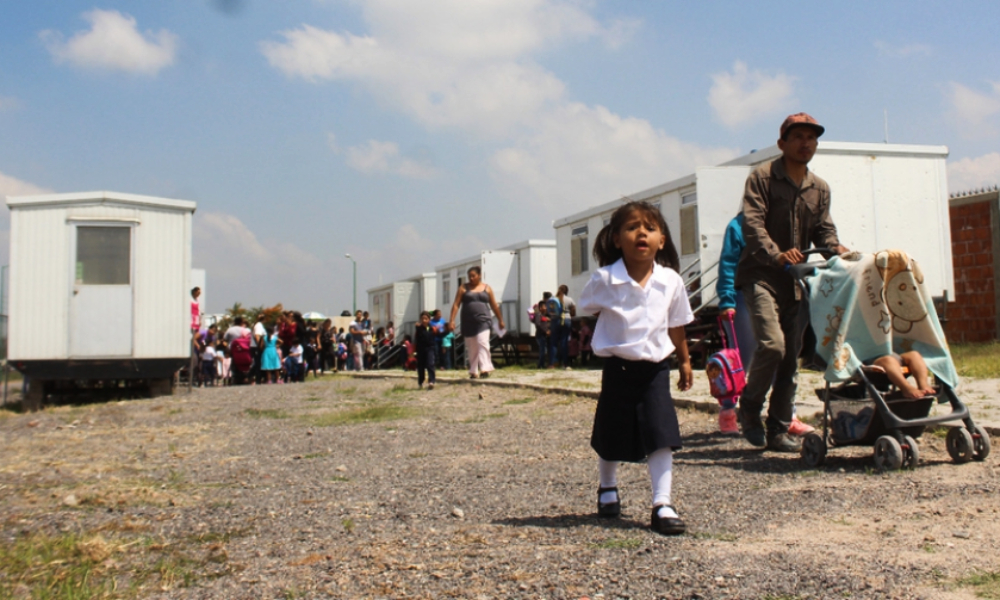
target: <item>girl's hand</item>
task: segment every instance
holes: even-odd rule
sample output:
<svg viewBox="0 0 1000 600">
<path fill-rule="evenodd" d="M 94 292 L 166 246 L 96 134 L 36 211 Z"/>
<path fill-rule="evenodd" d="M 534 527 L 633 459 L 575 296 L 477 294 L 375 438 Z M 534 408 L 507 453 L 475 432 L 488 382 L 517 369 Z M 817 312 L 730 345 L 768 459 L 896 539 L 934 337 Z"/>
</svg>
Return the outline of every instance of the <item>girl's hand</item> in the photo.
<svg viewBox="0 0 1000 600">
<path fill-rule="evenodd" d="M 691 384 L 694 382 L 694 373 L 691 371 L 691 362 L 683 362 L 678 368 L 680 371 L 680 377 L 677 379 L 677 389 L 682 392 L 686 392 L 691 389 Z"/>
</svg>

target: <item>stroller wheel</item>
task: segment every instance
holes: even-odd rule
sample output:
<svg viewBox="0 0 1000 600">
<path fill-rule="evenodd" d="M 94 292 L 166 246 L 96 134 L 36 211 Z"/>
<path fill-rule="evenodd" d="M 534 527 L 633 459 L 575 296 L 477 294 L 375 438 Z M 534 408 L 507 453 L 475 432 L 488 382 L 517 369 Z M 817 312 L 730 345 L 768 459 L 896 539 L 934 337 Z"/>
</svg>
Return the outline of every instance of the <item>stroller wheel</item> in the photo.
<svg viewBox="0 0 1000 600">
<path fill-rule="evenodd" d="M 802 462 L 807 467 L 818 467 L 826 461 L 826 441 L 818 433 L 802 438 Z"/>
<path fill-rule="evenodd" d="M 903 448 L 896 438 L 883 435 L 875 440 L 875 468 L 879 471 L 895 471 L 903 466 Z"/>
<path fill-rule="evenodd" d="M 955 464 L 960 465 L 972 460 L 972 434 L 965 427 L 952 427 L 949 429 L 948 436 L 945 438 L 945 444 L 948 446 L 948 454 L 955 461 Z"/>
<path fill-rule="evenodd" d="M 917 463 L 920 462 L 920 447 L 917 446 L 917 440 L 908 435 L 903 436 L 902 448 L 903 468 L 915 469 L 917 467 Z"/>
<path fill-rule="evenodd" d="M 986 460 L 990 455 L 990 434 L 979 425 L 976 425 L 976 430 L 972 434 L 972 452 L 972 458 L 976 460 Z"/>
</svg>

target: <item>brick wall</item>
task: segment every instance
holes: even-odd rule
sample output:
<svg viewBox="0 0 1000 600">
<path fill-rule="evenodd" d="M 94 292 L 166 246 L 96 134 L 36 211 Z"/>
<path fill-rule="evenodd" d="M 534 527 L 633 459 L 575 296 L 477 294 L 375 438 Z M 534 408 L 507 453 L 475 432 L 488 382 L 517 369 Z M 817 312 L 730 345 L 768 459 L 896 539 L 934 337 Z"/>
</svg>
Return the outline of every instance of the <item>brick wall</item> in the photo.
<svg viewBox="0 0 1000 600">
<path fill-rule="evenodd" d="M 948 306 L 945 333 L 952 343 L 997 339 L 993 202 L 949 207 L 955 298 Z"/>
</svg>

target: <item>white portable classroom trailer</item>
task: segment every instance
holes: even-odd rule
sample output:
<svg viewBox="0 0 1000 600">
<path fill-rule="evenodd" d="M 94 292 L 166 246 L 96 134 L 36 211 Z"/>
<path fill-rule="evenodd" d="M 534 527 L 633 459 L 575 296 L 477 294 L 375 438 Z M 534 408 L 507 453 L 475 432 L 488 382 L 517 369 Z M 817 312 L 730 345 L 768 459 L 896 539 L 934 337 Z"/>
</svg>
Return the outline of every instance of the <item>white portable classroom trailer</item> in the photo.
<svg viewBox="0 0 1000 600">
<path fill-rule="evenodd" d="M 534 335 L 527 310 L 541 300 L 542 292 L 555 293 L 558 288 L 556 242 L 525 240 L 437 267 L 438 295 L 446 319 L 459 286 L 474 266 L 482 268 L 483 281 L 493 288 L 507 330 L 515 335 Z M 460 320 L 455 317 L 456 327 Z"/>
<path fill-rule="evenodd" d="M 629 195 L 660 206 L 681 270 L 701 275 L 703 304 L 717 302 L 723 236 L 741 209 L 747 175 L 780 155 L 778 147 L 771 146 Z M 905 250 L 920 263 L 927 289 L 953 298 L 947 157 L 946 146 L 820 140 L 809 168 L 830 184 L 830 212 L 843 245 L 861 252 Z M 569 286 L 570 296 L 578 297 L 598 268 L 594 240 L 622 202 L 619 198 L 553 223 L 559 281 Z"/>
<path fill-rule="evenodd" d="M 60 380 L 141 379 L 169 391 L 191 355 L 195 203 L 102 191 L 7 205 L 8 357 L 32 395 Z"/>
<path fill-rule="evenodd" d="M 436 273 L 421 273 L 409 279 L 368 289 L 368 311 L 372 327 L 386 327 L 392 321 L 396 338 L 413 335 L 422 311 L 435 308 Z"/>
</svg>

- _What the exercise asks_
Rewrite all of the lines above, replacing "segment every instance" with "segment each instance" and leaving everything else unchanged. Leave the pictures out.

- _Full answer_
target: <item>girl's hand</item>
task: segment each instance
holes: even-odd rule
sample output:
<svg viewBox="0 0 1000 600">
<path fill-rule="evenodd" d="M 94 292 L 166 246 L 96 134 L 36 211 Z"/>
<path fill-rule="evenodd" d="M 534 527 L 633 459 L 575 296 L 477 294 L 375 438 Z M 534 408 L 507 453 L 475 432 L 488 382 L 517 369 Z M 817 312 L 730 345 L 768 459 L 896 539 L 934 337 Z"/>
</svg>
Return the outline of every instance of the <item>girl's hand</item> in the photo.
<svg viewBox="0 0 1000 600">
<path fill-rule="evenodd" d="M 691 384 L 694 382 L 694 373 L 691 371 L 691 362 L 683 362 L 678 368 L 680 371 L 680 377 L 677 379 L 677 389 L 682 392 L 686 392 L 691 389 Z"/>
</svg>

target: <item>stroller wheel</item>
task: segment each instance
holes: even-odd rule
sample output:
<svg viewBox="0 0 1000 600">
<path fill-rule="evenodd" d="M 94 292 L 166 246 L 96 134 L 36 211 Z"/>
<path fill-rule="evenodd" d="M 534 527 L 633 459 L 575 296 L 477 294 L 375 438 Z M 534 408 L 507 453 L 475 432 L 488 382 L 517 369 Z M 817 312 L 730 345 L 768 459 L 896 539 L 934 337 Z"/>
</svg>
Return the outline of every instance of the <item>stroller wheel</item> in the photo.
<svg viewBox="0 0 1000 600">
<path fill-rule="evenodd" d="M 802 462 L 807 467 L 818 467 L 826 461 L 826 441 L 818 433 L 802 438 Z"/>
<path fill-rule="evenodd" d="M 903 448 L 896 438 L 883 435 L 875 440 L 875 468 L 879 471 L 895 471 L 903 466 Z"/>
<path fill-rule="evenodd" d="M 955 464 L 960 465 L 972 460 L 972 434 L 965 427 L 952 427 L 949 429 L 948 436 L 945 438 L 945 444 L 948 446 L 948 454 L 955 461 Z"/>
<path fill-rule="evenodd" d="M 917 463 L 920 462 L 920 447 L 917 446 L 917 440 L 908 435 L 903 436 L 902 448 L 903 468 L 915 469 L 917 467 Z"/>
<path fill-rule="evenodd" d="M 986 460 L 990 455 L 990 434 L 979 425 L 976 425 L 976 430 L 972 434 L 972 452 L 972 458 L 976 460 Z"/>
</svg>

target: <item>brick wall</item>
task: segment each instance
holes: even-odd rule
sample output:
<svg viewBox="0 0 1000 600">
<path fill-rule="evenodd" d="M 94 292 L 166 246 L 96 134 L 36 211 Z"/>
<path fill-rule="evenodd" d="M 534 527 L 633 459 L 575 296 L 477 294 L 375 438 Z M 534 408 L 507 453 L 475 432 L 488 382 L 517 369 Z M 817 312 L 730 345 L 768 459 L 896 539 L 934 337 Z"/>
</svg>
Return the outline of every instance of the <item>brick wall</item> in the photo.
<svg viewBox="0 0 1000 600">
<path fill-rule="evenodd" d="M 948 306 L 945 333 L 952 343 L 997 339 L 993 202 L 949 207 L 955 298 Z"/>
</svg>

target: <item>white portable classroom trailer</item>
task: segment each instance
holes: even-odd rule
sample output:
<svg viewBox="0 0 1000 600">
<path fill-rule="evenodd" d="M 94 292 L 166 246 L 96 134 L 36 211 Z"/>
<path fill-rule="evenodd" d="M 534 527 L 633 459 L 575 296 L 477 294 L 375 438 Z M 534 408 L 507 453 L 475 432 L 488 382 L 517 369 Z M 817 312 L 730 345 L 768 459 L 896 539 L 934 337 Z"/>
</svg>
Return the outline of every instance of the <item>white portable classroom trailer</item> in the photo.
<svg viewBox="0 0 1000 600">
<path fill-rule="evenodd" d="M 534 335 L 527 310 L 541 300 L 542 292 L 555 293 L 558 288 L 556 242 L 525 240 L 437 267 L 438 295 L 446 319 L 459 286 L 474 266 L 482 268 L 483 281 L 493 288 L 507 330 L 515 335 Z M 460 320 L 455 317 L 456 327 Z"/>
<path fill-rule="evenodd" d="M 629 195 L 660 206 L 681 270 L 701 275 L 703 304 L 717 302 L 723 236 L 741 209 L 747 175 L 780 155 L 778 147 L 771 146 Z M 905 250 L 920 263 L 927 289 L 953 298 L 947 157 L 946 146 L 820 140 L 809 168 L 830 184 L 830 212 L 843 245 L 861 252 Z M 569 286 L 570 296 L 578 297 L 598 268 L 594 240 L 622 202 L 619 198 L 553 223 L 559 281 Z"/>
<path fill-rule="evenodd" d="M 60 380 L 141 379 L 169 391 L 191 355 L 195 203 L 102 191 L 7 205 L 8 357 L 32 395 Z"/>
<path fill-rule="evenodd" d="M 436 273 L 421 273 L 409 279 L 368 289 L 368 311 L 372 327 L 386 327 L 392 321 L 396 338 L 413 335 L 422 311 L 435 308 Z"/>
</svg>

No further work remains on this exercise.